> **Jobs**:
1. In the passage on Bordeaux red blends, what do Malbec and Petit Verdot contribute?
2. Decide whether each statement agrees with the passage on Bordeaux red blends, giving yes or no along with the deciding words from the passage: (a) Merlot-based wines modeled after the Right Bank are more tannic than Cabernet-based ones. (b) Cabernet Franc can add herbal notes. (c) Braised lamb is listed as a suitable match for these wines.
3. Extend the passage on Bordeaux red blends by writing what comes next after its final sentence.

> **Document excerpt**:
**********

Cabernet-based, Left-Bank-styled wines are typically more tannic and structured, while Merlot-based wines modeled after the Right Bank are softer and suppler. Cabernet Franc can add herbal notes, while Malbec and Petit Verdot contribute color and structure. Wines from Bordeaux lean towards a highly structured and earthy style whereas New World areas (as in the ones named above) tend to produce bold and fruit-forward blends. Either way, Bordeaux red blends generally have aromas and flavors of black currant, cedar, plum, graphite, and violet, with more red fruit flavors when Merlot makes up a high proportion of the blend.

Perfect Pairings

Since Bordeaux red blends are often quite structured and tannic, they pair best with hearty, flavorful and fatty meat dishes. Any type of steak makes for a classic pairing. Equally welcome with these wines would be beef brisket, pot roast, braised lamb or smoked duck.

**********

(Records of labeled points)
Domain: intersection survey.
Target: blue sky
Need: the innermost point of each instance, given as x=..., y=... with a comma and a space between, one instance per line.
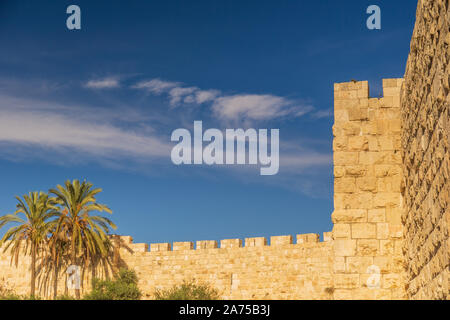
x=101, y=103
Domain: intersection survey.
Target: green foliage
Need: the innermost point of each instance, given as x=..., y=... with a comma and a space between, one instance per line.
x=10, y=296
x=188, y=291
x=64, y=297
x=13, y=296
x=123, y=287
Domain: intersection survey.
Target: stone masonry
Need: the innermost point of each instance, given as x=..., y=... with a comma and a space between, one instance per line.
x=390, y=238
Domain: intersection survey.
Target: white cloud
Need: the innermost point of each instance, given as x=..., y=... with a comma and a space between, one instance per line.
x=244, y=107
x=178, y=93
x=46, y=125
x=322, y=114
x=256, y=107
x=106, y=83
x=202, y=96
x=156, y=86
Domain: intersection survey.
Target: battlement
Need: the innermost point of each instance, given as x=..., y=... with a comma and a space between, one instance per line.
x=257, y=242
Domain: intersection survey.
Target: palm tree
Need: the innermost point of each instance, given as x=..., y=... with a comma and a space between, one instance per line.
x=33, y=230
x=86, y=233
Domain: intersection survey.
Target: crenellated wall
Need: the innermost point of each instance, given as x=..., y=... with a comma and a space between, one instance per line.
x=288, y=268
x=239, y=270
x=390, y=238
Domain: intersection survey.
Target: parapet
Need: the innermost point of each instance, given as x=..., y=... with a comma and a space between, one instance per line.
x=257, y=242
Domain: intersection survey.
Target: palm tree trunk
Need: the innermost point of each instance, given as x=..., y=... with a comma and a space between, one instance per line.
x=33, y=269
x=74, y=262
x=55, y=279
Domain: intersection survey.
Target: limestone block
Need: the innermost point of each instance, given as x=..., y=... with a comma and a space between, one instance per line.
x=206, y=244
x=341, y=231
x=230, y=243
x=155, y=247
x=281, y=240
x=349, y=216
x=187, y=245
x=364, y=231
x=305, y=238
x=376, y=215
x=344, y=248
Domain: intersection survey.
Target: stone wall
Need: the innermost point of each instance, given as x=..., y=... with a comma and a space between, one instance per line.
x=367, y=232
x=390, y=238
x=426, y=159
x=253, y=270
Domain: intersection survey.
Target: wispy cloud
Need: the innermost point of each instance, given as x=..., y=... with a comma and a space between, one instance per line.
x=105, y=83
x=256, y=107
x=244, y=107
x=58, y=127
x=319, y=114
x=156, y=86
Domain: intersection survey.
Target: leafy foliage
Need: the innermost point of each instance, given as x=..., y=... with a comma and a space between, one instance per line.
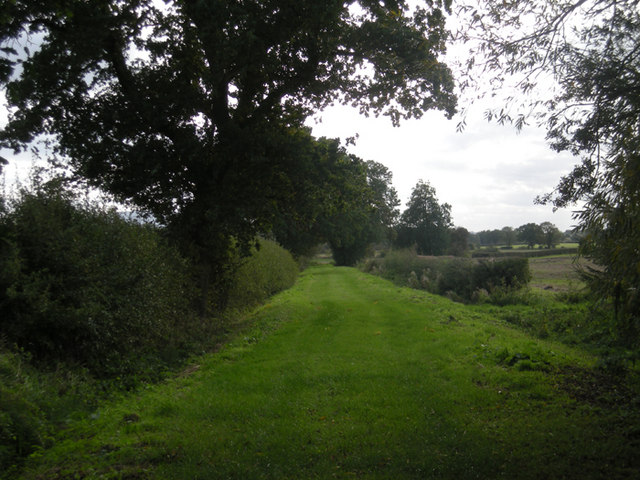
x=81, y=284
x=460, y=278
x=269, y=269
x=185, y=107
x=339, y=199
x=425, y=223
x=531, y=234
x=589, y=50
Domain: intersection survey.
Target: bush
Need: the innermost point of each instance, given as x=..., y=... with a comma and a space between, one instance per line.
x=81, y=284
x=458, y=278
x=270, y=269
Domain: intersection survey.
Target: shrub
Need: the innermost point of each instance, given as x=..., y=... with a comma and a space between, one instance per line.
x=81, y=284
x=505, y=273
x=462, y=279
x=267, y=271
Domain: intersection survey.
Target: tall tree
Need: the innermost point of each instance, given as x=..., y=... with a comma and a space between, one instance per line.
x=531, y=234
x=579, y=64
x=183, y=107
x=339, y=199
x=425, y=223
x=550, y=233
x=509, y=236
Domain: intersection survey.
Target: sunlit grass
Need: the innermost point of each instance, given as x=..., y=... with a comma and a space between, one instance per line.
x=349, y=376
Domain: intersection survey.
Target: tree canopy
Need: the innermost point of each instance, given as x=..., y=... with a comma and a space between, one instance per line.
x=577, y=66
x=425, y=223
x=184, y=107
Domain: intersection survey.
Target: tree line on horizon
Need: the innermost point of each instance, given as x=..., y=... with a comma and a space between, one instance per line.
x=193, y=113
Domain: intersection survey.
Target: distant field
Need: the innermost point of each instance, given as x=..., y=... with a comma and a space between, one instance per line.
x=348, y=376
x=555, y=273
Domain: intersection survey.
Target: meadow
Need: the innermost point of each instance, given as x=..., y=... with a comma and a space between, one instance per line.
x=347, y=375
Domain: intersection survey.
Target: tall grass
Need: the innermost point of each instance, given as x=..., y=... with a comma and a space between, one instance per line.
x=91, y=304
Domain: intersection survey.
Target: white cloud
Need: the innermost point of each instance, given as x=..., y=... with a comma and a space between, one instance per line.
x=490, y=174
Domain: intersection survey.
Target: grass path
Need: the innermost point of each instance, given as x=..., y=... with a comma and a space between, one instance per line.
x=348, y=376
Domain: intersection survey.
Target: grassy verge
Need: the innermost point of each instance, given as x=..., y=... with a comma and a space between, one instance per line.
x=349, y=376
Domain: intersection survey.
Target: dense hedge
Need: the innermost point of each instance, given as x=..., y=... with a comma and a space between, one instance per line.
x=267, y=271
x=460, y=278
x=82, y=285
x=544, y=252
x=89, y=300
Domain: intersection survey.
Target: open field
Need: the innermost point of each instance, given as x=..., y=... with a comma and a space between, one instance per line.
x=555, y=273
x=349, y=376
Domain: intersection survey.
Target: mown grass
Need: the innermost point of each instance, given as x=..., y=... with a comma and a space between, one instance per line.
x=349, y=376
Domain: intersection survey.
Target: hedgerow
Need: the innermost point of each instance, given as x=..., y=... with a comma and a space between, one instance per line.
x=91, y=301
x=460, y=278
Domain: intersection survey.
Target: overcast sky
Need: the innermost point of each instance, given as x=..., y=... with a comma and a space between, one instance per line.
x=489, y=174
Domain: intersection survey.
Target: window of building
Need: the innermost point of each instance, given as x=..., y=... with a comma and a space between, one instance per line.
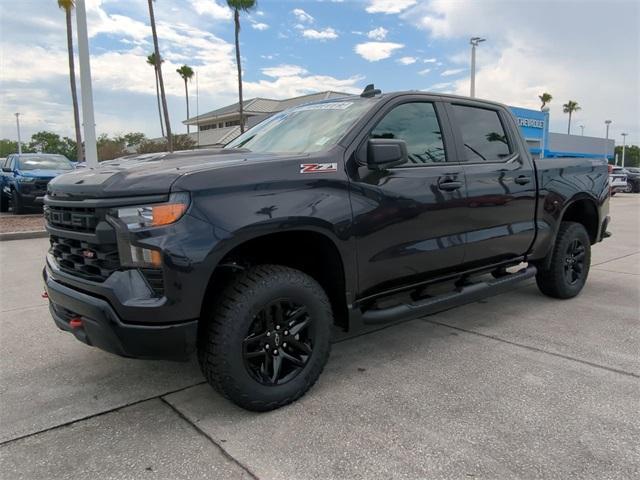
x=483, y=135
x=416, y=124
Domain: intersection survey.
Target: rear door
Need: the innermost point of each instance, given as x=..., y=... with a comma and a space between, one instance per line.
x=409, y=220
x=500, y=183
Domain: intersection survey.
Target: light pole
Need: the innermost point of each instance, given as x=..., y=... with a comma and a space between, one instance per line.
x=474, y=41
x=606, y=143
x=18, y=126
x=88, y=120
x=624, y=145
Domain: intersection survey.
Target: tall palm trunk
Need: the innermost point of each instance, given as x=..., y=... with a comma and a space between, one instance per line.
x=160, y=80
x=155, y=69
x=236, y=19
x=186, y=92
x=74, y=93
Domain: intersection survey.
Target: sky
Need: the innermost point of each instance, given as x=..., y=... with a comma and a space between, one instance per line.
x=587, y=51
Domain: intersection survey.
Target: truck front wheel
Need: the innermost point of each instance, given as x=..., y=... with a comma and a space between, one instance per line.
x=567, y=269
x=268, y=338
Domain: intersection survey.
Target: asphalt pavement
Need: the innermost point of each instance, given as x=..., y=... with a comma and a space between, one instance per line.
x=514, y=386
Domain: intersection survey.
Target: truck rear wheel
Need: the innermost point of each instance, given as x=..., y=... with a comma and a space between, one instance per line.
x=268, y=339
x=569, y=265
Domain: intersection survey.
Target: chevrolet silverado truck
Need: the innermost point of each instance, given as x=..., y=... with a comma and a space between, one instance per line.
x=324, y=220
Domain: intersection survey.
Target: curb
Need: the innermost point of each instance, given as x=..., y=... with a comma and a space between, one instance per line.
x=5, y=237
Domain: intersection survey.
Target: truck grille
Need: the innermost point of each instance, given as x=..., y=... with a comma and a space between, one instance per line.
x=88, y=260
x=78, y=219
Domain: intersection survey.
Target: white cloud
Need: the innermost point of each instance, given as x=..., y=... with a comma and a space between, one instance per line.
x=375, y=51
x=452, y=71
x=211, y=8
x=284, y=71
x=325, y=34
x=568, y=63
x=389, y=6
x=302, y=16
x=407, y=60
x=379, y=33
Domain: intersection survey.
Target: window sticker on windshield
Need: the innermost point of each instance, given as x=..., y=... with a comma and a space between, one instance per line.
x=325, y=106
x=318, y=167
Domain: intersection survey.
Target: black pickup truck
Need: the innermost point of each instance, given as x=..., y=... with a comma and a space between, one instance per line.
x=326, y=219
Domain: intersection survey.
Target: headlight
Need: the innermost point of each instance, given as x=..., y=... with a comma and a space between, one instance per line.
x=143, y=216
x=131, y=219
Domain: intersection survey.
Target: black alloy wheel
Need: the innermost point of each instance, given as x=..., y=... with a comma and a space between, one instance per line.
x=279, y=342
x=574, y=262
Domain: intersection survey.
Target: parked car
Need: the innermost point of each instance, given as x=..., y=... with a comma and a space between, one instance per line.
x=617, y=179
x=25, y=177
x=329, y=218
x=633, y=180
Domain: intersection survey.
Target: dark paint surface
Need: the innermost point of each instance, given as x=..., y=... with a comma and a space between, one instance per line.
x=391, y=227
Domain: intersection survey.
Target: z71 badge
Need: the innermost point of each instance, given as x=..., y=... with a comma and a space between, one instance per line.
x=318, y=167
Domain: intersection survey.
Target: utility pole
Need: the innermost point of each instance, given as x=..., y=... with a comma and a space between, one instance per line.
x=86, y=93
x=624, y=146
x=606, y=143
x=19, y=140
x=474, y=41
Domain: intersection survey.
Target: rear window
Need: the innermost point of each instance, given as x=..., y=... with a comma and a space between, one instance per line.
x=483, y=135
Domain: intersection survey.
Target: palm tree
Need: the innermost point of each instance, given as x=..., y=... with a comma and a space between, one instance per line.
x=545, y=98
x=237, y=6
x=163, y=97
x=151, y=60
x=67, y=6
x=186, y=72
x=569, y=108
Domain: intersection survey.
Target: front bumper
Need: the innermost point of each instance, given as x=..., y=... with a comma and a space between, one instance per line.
x=96, y=323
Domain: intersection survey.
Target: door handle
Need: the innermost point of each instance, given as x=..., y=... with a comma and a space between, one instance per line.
x=449, y=185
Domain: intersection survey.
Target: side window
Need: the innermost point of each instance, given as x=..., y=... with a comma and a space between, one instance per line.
x=416, y=124
x=483, y=135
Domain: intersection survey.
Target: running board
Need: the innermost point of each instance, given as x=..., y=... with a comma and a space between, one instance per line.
x=467, y=294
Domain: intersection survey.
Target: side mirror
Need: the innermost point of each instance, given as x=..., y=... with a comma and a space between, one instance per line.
x=386, y=153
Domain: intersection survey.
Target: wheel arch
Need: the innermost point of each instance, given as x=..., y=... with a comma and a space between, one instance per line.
x=308, y=249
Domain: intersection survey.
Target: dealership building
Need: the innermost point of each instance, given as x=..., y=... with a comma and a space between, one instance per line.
x=218, y=127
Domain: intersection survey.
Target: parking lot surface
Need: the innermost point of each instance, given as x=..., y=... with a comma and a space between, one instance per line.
x=515, y=386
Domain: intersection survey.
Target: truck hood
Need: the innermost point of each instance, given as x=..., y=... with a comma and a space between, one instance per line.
x=148, y=174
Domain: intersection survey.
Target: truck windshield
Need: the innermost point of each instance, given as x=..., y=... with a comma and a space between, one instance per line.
x=44, y=162
x=304, y=129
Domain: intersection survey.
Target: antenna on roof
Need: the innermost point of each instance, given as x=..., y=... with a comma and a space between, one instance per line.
x=370, y=91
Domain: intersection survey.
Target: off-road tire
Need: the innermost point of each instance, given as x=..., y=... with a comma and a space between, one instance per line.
x=220, y=346
x=552, y=280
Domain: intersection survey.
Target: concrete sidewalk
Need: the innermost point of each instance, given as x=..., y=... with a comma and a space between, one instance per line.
x=515, y=386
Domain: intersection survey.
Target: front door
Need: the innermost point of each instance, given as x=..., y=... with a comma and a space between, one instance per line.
x=409, y=219
x=500, y=182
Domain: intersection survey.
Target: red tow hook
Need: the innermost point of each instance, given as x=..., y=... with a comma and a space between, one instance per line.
x=75, y=322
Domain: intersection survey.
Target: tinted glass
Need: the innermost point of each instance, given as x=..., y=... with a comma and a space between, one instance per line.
x=416, y=124
x=307, y=128
x=483, y=136
x=44, y=162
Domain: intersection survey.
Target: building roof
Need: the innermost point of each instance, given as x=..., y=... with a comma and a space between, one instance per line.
x=262, y=106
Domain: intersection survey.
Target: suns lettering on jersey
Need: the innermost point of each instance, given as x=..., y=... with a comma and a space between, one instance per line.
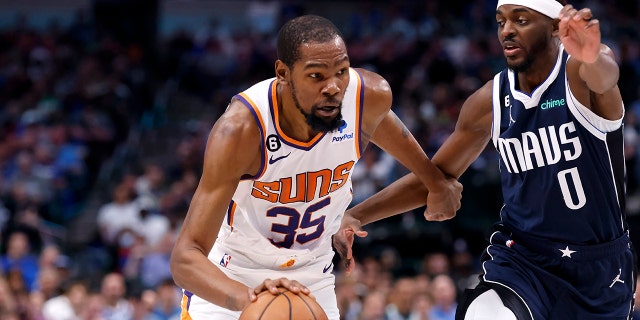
x=304, y=187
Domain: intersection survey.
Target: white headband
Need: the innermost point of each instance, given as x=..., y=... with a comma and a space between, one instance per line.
x=550, y=8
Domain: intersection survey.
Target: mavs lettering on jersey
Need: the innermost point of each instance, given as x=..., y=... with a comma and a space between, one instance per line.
x=544, y=147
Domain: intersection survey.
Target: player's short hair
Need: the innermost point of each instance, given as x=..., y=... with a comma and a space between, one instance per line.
x=300, y=30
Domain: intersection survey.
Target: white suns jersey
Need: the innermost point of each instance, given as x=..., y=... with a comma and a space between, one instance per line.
x=293, y=206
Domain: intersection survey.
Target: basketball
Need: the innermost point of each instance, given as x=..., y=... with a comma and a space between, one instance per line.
x=286, y=305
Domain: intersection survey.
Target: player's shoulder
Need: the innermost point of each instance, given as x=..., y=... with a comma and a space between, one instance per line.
x=237, y=122
x=373, y=81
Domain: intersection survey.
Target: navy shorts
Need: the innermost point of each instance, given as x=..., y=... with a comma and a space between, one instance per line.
x=564, y=281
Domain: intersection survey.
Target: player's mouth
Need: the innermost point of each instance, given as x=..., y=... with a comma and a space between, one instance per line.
x=328, y=111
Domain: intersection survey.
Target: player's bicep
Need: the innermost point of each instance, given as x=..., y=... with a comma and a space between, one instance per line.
x=233, y=149
x=471, y=135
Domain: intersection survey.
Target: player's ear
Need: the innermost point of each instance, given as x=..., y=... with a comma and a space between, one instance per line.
x=282, y=71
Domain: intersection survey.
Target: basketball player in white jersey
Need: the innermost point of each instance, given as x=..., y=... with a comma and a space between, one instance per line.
x=277, y=177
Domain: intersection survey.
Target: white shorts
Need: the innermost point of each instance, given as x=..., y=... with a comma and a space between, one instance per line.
x=315, y=273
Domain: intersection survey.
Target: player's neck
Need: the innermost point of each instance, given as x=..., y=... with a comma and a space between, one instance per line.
x=539, y=70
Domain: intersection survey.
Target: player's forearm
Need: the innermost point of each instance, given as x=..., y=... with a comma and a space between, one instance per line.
x=602, y=74
x=193, y=272
x=405, y=194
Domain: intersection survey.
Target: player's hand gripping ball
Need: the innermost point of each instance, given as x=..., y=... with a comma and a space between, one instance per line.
x=286, y=305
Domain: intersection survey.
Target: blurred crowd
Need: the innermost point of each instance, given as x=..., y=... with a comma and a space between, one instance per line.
x=101, y=144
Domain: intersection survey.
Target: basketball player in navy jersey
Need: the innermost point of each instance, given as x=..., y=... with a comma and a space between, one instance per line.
x=561, y=249
x=277, y=177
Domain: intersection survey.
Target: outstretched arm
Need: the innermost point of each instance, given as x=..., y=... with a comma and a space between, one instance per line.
x=592, y=70
x=470, y=137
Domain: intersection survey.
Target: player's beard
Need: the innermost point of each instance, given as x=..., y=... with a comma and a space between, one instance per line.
x=538, y=48
x=315, y=122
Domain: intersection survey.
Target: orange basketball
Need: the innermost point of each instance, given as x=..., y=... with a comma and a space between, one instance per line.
x=286, y=305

**********

> **Set of answers**:
1. Color and structure.

2.
(a) No: "Merlot-based wines modeled after the Right Bank are softer and suppler."
(b) Yes: "Cabernet Franc can add herbal notes"
(c) Yes: "beef brisket, pot roast, braised lamb or smoked duck"

3.
Sommelier Secret

While the region of Bordeaux is limited to a select few approved grape varieties in specified percentages, the New World is free to experiment. Bordeaux blends in California may include equal amounts of Cabernet Franc and Malbec, for example. Occassionally a winemaker might add a small percentage of a non-Bordeaux variety, such as Syrah or Petite Sirah for a desired result.